===== RECORDS FOR THE TASK =====

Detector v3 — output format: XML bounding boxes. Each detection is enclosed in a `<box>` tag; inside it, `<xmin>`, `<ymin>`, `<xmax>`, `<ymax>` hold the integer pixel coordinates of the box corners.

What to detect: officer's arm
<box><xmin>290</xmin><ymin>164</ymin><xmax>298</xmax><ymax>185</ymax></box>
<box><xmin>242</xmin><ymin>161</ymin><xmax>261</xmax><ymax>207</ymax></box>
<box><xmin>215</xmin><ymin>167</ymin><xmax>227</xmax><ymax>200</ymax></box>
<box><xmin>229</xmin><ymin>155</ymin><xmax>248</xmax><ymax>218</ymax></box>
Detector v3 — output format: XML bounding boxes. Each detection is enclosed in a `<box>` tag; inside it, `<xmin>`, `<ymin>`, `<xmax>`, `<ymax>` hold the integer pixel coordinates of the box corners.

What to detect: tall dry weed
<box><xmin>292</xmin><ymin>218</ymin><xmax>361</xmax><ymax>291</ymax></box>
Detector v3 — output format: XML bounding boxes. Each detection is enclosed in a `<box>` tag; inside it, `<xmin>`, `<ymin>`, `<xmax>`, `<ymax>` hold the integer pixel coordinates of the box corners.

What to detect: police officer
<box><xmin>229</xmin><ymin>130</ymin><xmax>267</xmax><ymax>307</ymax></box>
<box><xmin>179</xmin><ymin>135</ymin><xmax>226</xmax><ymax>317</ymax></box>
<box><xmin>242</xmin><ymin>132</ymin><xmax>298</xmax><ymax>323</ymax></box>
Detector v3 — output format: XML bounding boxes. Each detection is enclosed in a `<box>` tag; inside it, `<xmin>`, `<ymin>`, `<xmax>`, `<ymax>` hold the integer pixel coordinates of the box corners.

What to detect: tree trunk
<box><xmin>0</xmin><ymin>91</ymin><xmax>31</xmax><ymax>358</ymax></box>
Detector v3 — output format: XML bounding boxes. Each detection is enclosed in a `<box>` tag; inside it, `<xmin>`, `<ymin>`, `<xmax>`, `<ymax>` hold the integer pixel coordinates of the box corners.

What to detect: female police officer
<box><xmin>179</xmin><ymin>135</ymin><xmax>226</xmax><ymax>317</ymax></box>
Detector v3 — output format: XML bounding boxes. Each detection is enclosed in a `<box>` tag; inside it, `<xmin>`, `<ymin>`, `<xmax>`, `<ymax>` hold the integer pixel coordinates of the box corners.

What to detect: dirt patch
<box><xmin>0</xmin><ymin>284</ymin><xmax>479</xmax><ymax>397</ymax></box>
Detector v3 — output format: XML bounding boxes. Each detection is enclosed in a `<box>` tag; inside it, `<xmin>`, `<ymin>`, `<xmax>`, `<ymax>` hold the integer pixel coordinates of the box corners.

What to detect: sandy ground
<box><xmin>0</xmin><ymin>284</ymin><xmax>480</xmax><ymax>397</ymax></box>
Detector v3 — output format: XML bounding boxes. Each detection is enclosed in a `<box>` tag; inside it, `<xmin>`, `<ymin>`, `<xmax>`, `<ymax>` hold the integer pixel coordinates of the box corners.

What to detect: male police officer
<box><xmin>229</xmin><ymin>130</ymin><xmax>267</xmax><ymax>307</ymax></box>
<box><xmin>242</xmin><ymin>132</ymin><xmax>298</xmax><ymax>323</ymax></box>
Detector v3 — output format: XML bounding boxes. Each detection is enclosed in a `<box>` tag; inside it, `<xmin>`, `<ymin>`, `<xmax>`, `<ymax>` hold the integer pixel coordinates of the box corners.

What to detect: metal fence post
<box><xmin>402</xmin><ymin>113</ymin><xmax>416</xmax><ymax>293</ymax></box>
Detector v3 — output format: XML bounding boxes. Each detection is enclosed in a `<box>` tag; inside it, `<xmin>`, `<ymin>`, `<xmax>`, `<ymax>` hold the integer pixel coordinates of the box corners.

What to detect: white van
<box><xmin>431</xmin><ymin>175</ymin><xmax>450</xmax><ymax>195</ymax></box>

=====

WRITTEN EXERCISE — After the rows above, give only the count of lines in them that contain the string "What".

PROBLEM SOLUTION — 10